* Document source:
◇ ◇ ◇ ◇ ◇ ◇ ◇
MONTPELLIER
Fermé depuis 2017, le Carré Sainte-Anne de Montpellier rouvre ses portes au public. Pour célébrer cette renaissance, l’artiste JR investit la nef avec Adventice, une œuvre participative mêlant mémoire collective et poésie visuelle.
Est-ce une colonne de pierre qui a pris racine dans le sol de cette église transformée en espace d’exposition d’art contemporain pour y devenir arbre ? Ou est-ce une graine qui se serait glissée entre deux pavés, et aurait germé, poussé, déployé ses branches ? En pénétrant dans la nef du Carré Sainte-Anne, ancienne église néogothique, nos yeux s’écarquillent face cet arbre semblable à ceux des contes de fées qui abritent une vie invisible. Il ouvre ses branches et nous invite sous son ombre projetée au sol. Ses branches ? Ou bien ses bras ? Car si on lève les yeux, on s’aperçoit que ses feuilles, accrochées aux branches ou suspendues, volant autour de lui, sont en réalité des mains. Des mains blanches, découpées dans du papier. Des mains de Montpelliérains qui les impriment sur place et les découpent, ou celles de personnes du monde entier, ayant envoyé les leurs, afin qu’elles soient suspendues là pour faire vivre cette œuvre imaginée par l’artiste JR (né en 1983). « Seulement 20 % des habitants de Montpellier sont nés dans la ville. Je me suis inspiré pour cette œuvre de l’histoire des drapiers qui se sont installés ici au Moyen Âge, au bord du Lez. La laine venait de tout le pourtour méditerranéen, jusqu’à l’Égypte, et même de la vallée de l’Hindus (Pakistan moderne). Or, en lavant cette laine, ils en ont libéré des graines, qui ont germé le long du fleuve, dont la végétation est tout à fait étonnante », raconte JR.
L’artiste, célébré depuis une vingtaine d’années pour ses photographies monumentales en noir et blanc collées dans l’espace public – des murs de banlieue parisienne au Panthéon, en passant par le mur de séparation entre Israël et la Palestine ou les favelas de Rio de Janeiro – a été choisi pour marquer la réouverture du Carré Sainte-Anne, fermé depuis 2017 pour travaux. « C’est un artiste qui s’adresse aussi bien aux amateurs d’art contemporain qu’aux néophytes et, surtout, il est capable de créer une œuvre à la fois universelle et profondément ancrée dans un territoire », raconte Numa Hambursin, directeur du Mo.Co. (Montpellier Contemporain), en charge du Carré Sainte-Anne avant la nomination de la personne qui prendra les rênes de la programmation de ce lieu très aimé par les Montpelliérains.
◇ ◇ ◇ ◇ ◇ ◇ ◇
* Données affichées:
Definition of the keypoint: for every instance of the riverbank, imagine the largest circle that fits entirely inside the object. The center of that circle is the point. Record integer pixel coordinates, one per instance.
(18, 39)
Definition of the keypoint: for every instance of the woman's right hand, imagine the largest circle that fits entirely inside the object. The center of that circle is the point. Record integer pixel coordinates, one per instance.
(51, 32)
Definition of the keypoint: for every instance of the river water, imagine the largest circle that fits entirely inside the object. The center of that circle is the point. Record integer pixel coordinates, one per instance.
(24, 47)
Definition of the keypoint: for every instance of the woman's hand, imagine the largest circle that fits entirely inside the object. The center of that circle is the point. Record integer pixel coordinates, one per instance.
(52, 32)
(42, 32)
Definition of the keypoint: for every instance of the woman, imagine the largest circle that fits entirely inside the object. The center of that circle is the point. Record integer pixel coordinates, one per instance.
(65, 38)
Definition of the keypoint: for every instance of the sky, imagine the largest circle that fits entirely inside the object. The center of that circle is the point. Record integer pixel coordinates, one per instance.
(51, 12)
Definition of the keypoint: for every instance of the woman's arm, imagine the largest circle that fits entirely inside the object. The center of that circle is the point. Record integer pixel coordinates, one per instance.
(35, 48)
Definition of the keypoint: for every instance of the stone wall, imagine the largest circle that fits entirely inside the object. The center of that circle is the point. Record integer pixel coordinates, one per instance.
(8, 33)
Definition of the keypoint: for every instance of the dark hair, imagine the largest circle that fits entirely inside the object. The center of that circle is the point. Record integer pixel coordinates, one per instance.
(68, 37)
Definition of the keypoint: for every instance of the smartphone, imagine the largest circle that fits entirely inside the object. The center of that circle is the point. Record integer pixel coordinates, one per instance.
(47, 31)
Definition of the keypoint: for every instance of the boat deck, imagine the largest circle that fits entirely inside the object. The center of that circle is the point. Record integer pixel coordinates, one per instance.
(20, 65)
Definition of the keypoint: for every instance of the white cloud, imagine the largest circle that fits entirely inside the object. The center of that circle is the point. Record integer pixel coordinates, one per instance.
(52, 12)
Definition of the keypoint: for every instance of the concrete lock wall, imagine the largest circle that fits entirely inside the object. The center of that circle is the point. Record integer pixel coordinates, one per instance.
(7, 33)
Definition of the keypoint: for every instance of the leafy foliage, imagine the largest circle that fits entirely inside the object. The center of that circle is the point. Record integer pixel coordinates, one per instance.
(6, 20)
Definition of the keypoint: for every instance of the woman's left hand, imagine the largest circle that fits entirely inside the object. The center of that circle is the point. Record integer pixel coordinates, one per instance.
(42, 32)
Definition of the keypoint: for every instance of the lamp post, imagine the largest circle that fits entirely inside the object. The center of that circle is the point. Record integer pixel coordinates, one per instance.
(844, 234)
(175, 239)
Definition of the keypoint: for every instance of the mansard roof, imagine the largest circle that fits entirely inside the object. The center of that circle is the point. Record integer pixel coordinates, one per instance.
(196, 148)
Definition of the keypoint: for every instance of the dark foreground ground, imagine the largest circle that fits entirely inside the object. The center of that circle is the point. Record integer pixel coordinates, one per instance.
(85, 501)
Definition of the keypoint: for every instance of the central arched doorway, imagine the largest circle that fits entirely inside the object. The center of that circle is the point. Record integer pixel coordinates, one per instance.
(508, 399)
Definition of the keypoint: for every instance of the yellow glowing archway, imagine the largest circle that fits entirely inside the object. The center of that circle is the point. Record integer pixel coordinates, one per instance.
◇ ◇ ◇ ◇ ◇ ◇ ◇
* Consignes:
• A. Énumérez les lieux où, d'après l'article sur Adventice, JR a collé ses photographies monumentales en noir et blanc.
• B. Selon l'article sur Adventice, pourquoi JR a-t-il été retenu pour marquer la réouverture du Carré Sainte-Anne ? Répondez en une à trois phrases.
• C. Poursuivez l'article sur Adventice à partir de sa dernière phrase.

* Réponses:
• A.
- Des murs de banlieue parisienne
- Le Panthéon
- Le mur de séparation entre Israël et la Palestine
- Les favelas de Rio de Janeiro

• B. D'après Numa Hambursin, directeur du Mo.Co., JR s'adresse aussi bien aux amateurs d'art contemporain qu'aux néophytes. Il est surtout capable de créer une œuvre à la fois universelle et profondément ancrée dans un territoire.

• C.
Ces derniers attendaient sa réouverture depuis huit ans. Au cœur de l’Écusson, centre historique de Montpellier, le clocher de l’ancienne église Sainte-Anne, culminant à 69 mètres reste le point le plus élevé de la ville et un repère pour de nombreux habitants et amateurs d’art. La première pierre de cet édifice emblématique de la ville a été posée en 1866, sur décision d’un maire protestant, Jules Pagézy, et de son adjoint Gaston Bazille, père du peintre Frédéric Bazille. « Montpellier gardait alors un souvenir douloureux des guerres de Religion particulièrement violentes, qui avaient déchiré la ville. En faisant construire une église alors que le pouvoir et les richesses de la ville se concentraient dans les familles protestantes, le maire a voulu faire un geste d’apaisement », raconte Numa Hambursin. Dans les années 1980 cependant, le nombre de fidèles s’est réduit, et ces derniers se sont davantage attachés à la cathédrale, ou à l’église Saint-Roch. L’église est alors désacralisée et est devenue un lieu d’exposition d’art contemporain : le Carré Sainte-Anne. « La ville ne possédait pas d’autre espace pour l’art contemporain », se souvient Numa Hambursin. « J’ai choisi des artistes actuels capables de s’emparer des dimensions monumentales de ce lieu et d’y présenter des œuvres en écho avec sa spiritualité. Il n’était pas question de produire pour ce lieu des pièces subversives pour choquer le bourgeois, mais de créer des œuvres qui nous interrogent sur les grandes questions de notre existence : la vie, l’amour, la mort… », explique Numa Hambursin.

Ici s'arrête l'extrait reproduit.